What this exercise asks
1) Transcribe the Python variables discussion from "Hmm... I'm not" to "what else).".
2) In the Python variables discussion, what is a "variable" traditionally said to be?
3) Take the Python variables discussion further, picking up after its final sentence.

━━━ Text provided

On Oct 16, 2008, at 7:30 PM, Steven D'Aprano wrote:
However, 'bob' here really is a variable. It's a variable whose
value
(at the moment) is a reference to some object.
Traditionally, a "variable" is a named memory location.
Agreed.
The main objection I have to using "variable" to describe Python name/
value bindings is that it has connotations that will confuse
programmers
who are familiar with C-like languages. For example:
def inc(x):
x += 1
n = 1
inc(n)
assert n == 2
Why doesn't that work? This is completely mysterious to anyone
expecting
C-like variables.
Hmm... I'm not following you. That wouldn't work in C, either. 'x'
in 'inc' is a local variable; its value is just a copy of whatever
value you pass in. You can increment it all you want, and it won't
affect the original variable (if indeed it was a variable that the
value came from; it could be a literal or an expression or who knows
what else).
At this point people will often start confusing the issue by claiming
that "all Python variables are pointers", which is an *implementation
detail* in CPython but not in other implementations, like PyPy or
Jython.

━━━━━━
━━━ Data provided

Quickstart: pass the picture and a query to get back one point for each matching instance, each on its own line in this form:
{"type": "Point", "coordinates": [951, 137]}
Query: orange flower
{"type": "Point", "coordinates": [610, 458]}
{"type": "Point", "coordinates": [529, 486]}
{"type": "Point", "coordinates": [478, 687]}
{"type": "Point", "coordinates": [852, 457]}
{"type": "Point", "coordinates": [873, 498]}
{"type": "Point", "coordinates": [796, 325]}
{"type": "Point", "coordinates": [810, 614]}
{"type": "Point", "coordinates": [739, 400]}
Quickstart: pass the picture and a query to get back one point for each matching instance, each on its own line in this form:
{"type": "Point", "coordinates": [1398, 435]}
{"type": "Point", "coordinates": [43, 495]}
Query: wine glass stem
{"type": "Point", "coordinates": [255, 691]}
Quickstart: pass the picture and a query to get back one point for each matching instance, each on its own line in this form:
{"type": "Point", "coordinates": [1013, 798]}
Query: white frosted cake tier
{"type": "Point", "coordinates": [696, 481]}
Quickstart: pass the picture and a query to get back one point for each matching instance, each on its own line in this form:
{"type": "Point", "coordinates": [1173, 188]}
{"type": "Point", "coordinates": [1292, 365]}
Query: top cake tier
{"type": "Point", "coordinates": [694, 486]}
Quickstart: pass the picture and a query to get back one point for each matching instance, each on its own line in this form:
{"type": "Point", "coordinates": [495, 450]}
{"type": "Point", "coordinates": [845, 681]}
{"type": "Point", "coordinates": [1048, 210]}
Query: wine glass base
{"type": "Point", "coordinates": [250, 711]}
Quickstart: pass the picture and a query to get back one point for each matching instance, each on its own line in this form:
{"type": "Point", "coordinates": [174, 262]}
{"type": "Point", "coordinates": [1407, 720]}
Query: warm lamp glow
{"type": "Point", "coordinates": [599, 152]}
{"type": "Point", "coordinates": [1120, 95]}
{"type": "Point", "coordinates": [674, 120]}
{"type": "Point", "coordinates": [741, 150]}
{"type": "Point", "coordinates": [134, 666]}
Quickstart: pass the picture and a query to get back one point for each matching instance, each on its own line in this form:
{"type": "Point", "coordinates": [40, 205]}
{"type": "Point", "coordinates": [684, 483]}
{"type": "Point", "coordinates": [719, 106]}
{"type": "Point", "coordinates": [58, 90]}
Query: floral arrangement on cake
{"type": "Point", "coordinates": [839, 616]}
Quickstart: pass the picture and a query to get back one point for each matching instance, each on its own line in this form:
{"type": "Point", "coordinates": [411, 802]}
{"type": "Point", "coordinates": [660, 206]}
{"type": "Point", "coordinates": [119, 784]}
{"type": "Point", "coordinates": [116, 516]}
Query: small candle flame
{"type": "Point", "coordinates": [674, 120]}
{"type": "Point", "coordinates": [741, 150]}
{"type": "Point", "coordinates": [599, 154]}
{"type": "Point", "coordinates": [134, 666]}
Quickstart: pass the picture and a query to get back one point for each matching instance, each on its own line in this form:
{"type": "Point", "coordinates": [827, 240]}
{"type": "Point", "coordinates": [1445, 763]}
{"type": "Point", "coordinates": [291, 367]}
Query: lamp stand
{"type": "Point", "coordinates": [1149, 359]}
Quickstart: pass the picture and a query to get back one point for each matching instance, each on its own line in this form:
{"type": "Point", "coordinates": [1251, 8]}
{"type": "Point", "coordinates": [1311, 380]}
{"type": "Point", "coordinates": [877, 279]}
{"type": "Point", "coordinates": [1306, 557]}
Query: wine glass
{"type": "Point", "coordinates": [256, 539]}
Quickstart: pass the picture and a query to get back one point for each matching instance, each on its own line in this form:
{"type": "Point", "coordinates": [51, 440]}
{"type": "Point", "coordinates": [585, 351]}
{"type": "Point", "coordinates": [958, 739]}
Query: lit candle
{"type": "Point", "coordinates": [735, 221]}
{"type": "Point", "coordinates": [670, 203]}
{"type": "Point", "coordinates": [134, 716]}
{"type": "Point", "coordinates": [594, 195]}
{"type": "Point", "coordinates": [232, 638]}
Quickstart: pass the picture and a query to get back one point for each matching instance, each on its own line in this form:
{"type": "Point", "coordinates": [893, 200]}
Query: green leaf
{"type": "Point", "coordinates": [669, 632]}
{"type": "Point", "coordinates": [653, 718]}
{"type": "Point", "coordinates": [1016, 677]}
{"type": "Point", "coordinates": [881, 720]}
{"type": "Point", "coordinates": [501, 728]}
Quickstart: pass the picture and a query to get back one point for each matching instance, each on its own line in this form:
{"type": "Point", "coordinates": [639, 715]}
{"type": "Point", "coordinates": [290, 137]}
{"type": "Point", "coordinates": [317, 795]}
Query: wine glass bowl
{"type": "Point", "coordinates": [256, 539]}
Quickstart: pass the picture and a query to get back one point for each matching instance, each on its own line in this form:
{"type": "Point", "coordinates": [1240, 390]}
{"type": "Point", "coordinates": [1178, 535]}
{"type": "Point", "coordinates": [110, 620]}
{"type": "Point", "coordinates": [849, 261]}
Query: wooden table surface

━━━━━━

Answers to the problems
1)
Hmm... I'm not following you. That wouldn't work in C, either. 'x'
in 'inc' is a local variable; its value is just a copy of whatever
value you pass in. You can increment it all you want, and it won't
affect the original variable (if indeed it was a variable that the
value came from; it could be a literal or an expression or who knows
what else).

2) A named memory location.

3)
I'm not claiming that -- and I'm trying to clarify, rather than
confuse the issue. (Of course if it turns out that my understanding
of Python is incorrect, then I'm hoping to uncover and correct that,
too.)
Or people will imagine that Python makes a copy of the variable when
you
call a function. That's not true, and in fact Python explicitly
promises
never to copy a value unless you explicitly tell it to
Now that IS mysterious. Doesn't calling a function add a frame to a
stack? And doesn't that necessitate copying in values for the
variables in that stack frame (such as 'x' above)? Of course we're
now delving into internal implementation details... but it sure
behaves as though this is exactly what it's doing (and is the same
thing every other language does, AFAIK).
but it seems to explain the above, at least until the programmer
starts *assuming* call-
by-value behaviour and discovers this:
def inc(alist):
alist += [1] # or alist.append(1) if you prefer
return alist
It's still call-by-value behavior. The value in this case is a list
reference. Using .append, or the += operator, modifies the list
referred to by that list reference. Compare that to:
def inc(alist):
alist = alist + [1]
return alist
where you are not modifying the list passed in, but instead creating a
new list, and storing a reference to that in local variable 'alist'.
The semantics here appear to be exactly the same as Java or REALbasic
or any other modern language: variables are variables, and parameters
are local variables with called by value, and it just so happens that
some values may be references to data on the heap.
Are functions call by value or call by reference???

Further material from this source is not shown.